(TASK TO COMPLETE)
Without the pictures, output the records below word for word.

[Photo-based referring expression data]
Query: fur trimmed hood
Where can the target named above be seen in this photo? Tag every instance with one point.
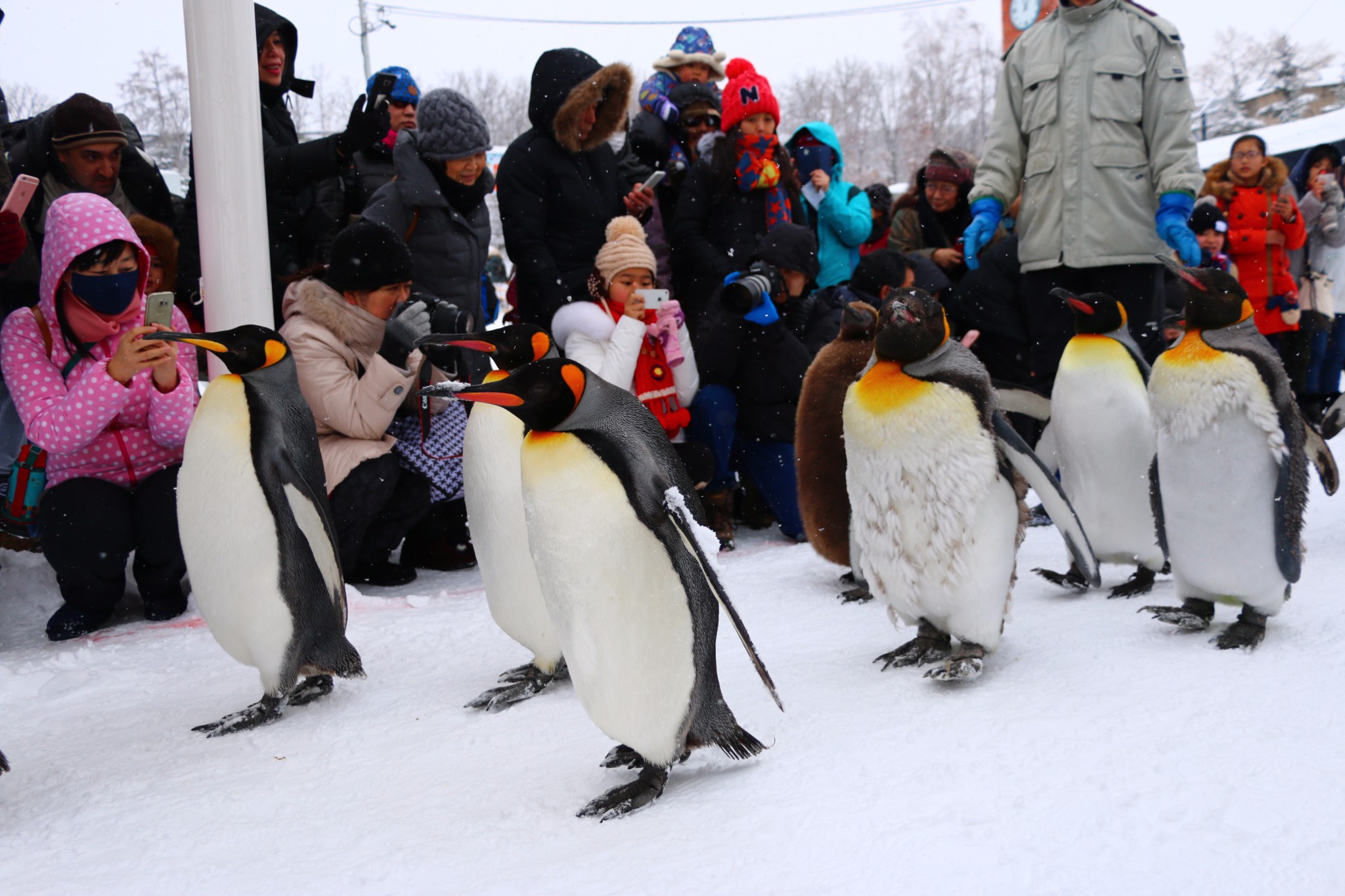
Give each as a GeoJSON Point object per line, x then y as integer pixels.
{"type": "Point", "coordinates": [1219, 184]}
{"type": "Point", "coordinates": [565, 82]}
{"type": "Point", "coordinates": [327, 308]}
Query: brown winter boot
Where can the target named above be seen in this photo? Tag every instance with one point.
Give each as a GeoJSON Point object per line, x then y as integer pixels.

(TASK RESPONSE)
Query: fur trimmed hood
Where can the target named above be seen in this photo? Tag every instance with one point.
Give each as a GeoJSON Point object per line, x then y as integer pixels.
{"type": "Point", "coordinates": [1219, 184]}
{"type": "Point", "coordinates": [565, 82]}
{"type": "Point", "coordinates": [327, 308]}
Query: brown winter boot
Where can the target named above be seen in this photo? Tag every instance with one point.
Give each as a GeoJSON Point object per line, x then y as integer pixels.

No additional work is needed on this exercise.